_ENTRIES SUPPLIED_
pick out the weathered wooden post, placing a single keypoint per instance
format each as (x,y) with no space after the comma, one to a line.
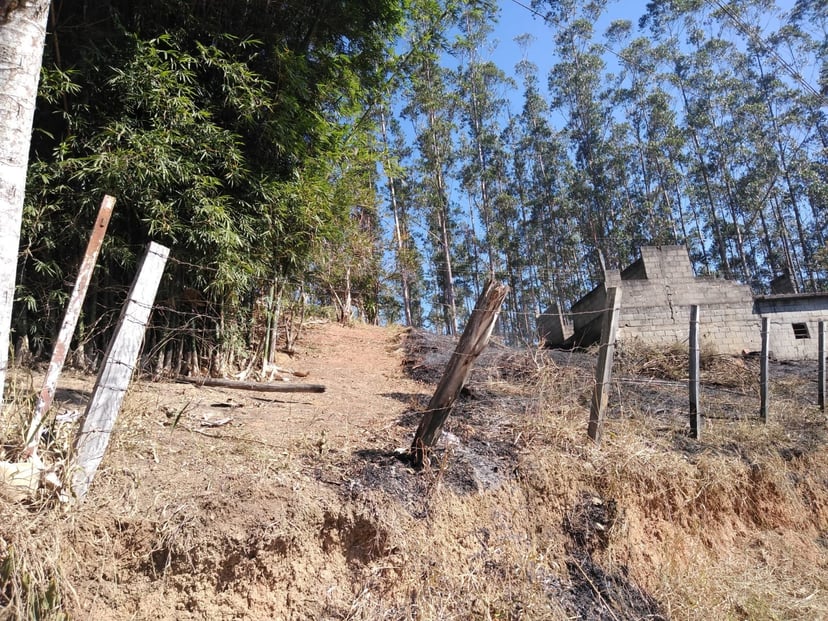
(471,344)
(763,371)
(116,370)
(695,414)
(603,370)
(70,320)
(821,373)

_PROBLEM_
Which lines above contain the word "each"? Report them in full, one per line.

_TASK OUTPUT_
format each as (x,y) with no space after the comma, one to a line.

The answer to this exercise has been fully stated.